>> START Page extract

Pipline with convert processor

Janga · January 3, 2020, 2:49pm

Hi,
New to the stuck...
I have a relatively nested JSON flowing into elastic.
I'm using kibana for visualisation and reports.
Some of the fields are number by originating system and nature, but as they converted and flow to elastic, the mapping is created as fields of type text, so can not use them for number types aggregations such as sum.
For what I have seen so far, I have the following options:

Changing the mapping so field will have the proper type (i.e float) - but, as mapping create automatically (data in the specific segment is dynamic), so changing the mapping is an issue...
Create a scripted field for the index pattern, but I understand this has more resource and performance impact (yet tried it - see the issue in the following).

>> END Page extract

## Written problem 1
Which lines of the records below contain the word "window"? Pick out each of those lines and copy it.

>> START Data extract

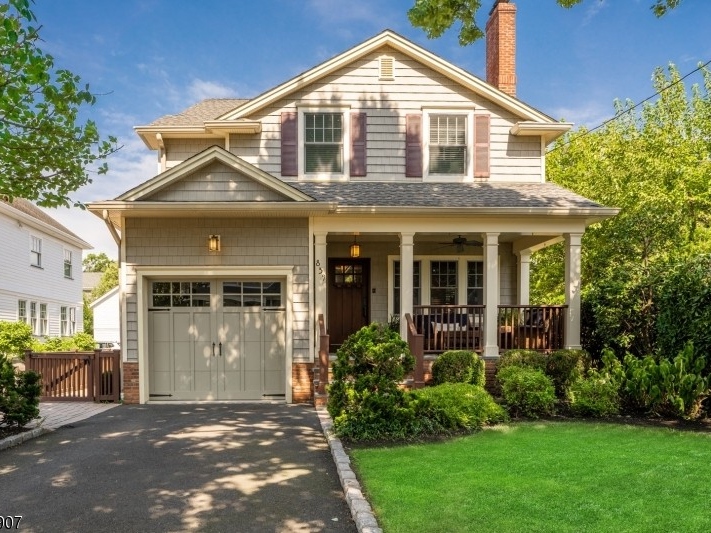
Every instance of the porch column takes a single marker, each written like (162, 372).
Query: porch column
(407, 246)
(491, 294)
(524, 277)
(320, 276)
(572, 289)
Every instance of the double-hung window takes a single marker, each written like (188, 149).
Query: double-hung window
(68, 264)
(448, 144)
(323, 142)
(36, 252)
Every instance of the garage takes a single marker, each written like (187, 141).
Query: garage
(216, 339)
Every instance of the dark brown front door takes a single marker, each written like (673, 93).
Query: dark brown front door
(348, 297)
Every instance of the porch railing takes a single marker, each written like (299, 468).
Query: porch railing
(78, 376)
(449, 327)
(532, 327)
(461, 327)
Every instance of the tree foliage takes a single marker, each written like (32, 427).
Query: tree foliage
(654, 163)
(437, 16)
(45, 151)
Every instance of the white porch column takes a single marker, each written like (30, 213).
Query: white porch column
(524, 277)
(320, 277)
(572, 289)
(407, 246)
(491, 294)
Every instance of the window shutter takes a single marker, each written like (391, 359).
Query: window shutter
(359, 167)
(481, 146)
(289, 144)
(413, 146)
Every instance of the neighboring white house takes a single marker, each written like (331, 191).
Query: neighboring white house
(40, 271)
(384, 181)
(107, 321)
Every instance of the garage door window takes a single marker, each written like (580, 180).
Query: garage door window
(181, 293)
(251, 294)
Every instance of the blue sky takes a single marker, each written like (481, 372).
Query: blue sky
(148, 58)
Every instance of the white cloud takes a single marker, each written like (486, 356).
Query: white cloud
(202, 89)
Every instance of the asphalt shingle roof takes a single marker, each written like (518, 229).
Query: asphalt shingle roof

>> END Data extract
>> START Data extract

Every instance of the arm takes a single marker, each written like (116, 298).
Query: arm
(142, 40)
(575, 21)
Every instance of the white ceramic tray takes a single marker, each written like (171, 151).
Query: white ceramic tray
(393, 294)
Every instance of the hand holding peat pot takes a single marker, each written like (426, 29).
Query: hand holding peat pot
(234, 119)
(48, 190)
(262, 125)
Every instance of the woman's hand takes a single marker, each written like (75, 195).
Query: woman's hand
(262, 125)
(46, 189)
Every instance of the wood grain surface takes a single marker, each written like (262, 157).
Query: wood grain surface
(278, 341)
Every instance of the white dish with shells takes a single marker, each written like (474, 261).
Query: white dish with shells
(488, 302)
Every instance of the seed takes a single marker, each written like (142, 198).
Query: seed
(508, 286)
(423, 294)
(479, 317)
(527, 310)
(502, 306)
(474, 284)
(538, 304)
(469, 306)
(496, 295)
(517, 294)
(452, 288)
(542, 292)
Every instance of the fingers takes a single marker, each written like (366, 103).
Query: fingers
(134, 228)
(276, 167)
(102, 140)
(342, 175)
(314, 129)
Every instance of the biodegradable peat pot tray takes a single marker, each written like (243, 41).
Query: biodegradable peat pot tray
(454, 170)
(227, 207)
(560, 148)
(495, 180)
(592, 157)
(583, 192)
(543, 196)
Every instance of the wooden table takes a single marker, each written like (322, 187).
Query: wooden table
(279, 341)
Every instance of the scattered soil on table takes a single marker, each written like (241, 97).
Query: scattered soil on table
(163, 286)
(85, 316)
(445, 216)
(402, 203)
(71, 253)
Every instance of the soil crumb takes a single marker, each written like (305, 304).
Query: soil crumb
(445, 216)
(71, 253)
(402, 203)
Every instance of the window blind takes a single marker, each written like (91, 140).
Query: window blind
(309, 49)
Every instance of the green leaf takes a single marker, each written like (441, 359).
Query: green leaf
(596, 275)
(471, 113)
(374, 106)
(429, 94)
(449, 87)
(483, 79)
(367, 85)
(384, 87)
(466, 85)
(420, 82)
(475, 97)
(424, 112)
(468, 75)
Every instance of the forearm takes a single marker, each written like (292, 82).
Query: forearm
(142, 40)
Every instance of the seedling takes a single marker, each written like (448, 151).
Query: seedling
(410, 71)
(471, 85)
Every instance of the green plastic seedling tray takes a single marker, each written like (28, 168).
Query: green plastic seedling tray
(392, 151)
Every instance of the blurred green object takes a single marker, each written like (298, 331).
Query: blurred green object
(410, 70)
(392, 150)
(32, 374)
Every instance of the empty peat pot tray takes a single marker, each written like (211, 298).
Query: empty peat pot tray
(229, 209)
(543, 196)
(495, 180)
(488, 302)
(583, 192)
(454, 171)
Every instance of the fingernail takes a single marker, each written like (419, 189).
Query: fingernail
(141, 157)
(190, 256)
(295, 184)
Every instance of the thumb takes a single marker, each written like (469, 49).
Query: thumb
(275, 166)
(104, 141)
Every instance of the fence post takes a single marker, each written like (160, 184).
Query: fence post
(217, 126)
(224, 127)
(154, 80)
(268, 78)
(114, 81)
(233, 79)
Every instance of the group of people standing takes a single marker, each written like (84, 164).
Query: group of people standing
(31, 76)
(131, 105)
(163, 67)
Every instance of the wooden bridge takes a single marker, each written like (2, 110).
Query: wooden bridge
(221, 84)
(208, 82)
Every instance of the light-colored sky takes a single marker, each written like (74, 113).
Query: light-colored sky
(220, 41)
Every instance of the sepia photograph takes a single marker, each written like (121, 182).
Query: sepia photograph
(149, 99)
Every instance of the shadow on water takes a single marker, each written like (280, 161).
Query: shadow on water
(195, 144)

>> END Data extract

## Written problem 2
Which software tools and data formats does the forum post name?

## Task solution 1
Every instance of the double-hung window takes a single marker, each written like (188, 149).
Query: double-hung window
Every instance of the window shutter takes a single marker, each written like (391, 359).
Query: window shutter
Every instance of the garage door window takes a single marker, each written like (580, 180).
Query: garage door window
Every instance of the window blind takes a single marker, each written like (91, 140).
Query: window blind

## Task solution 2
- JSON
- elastic
- kibana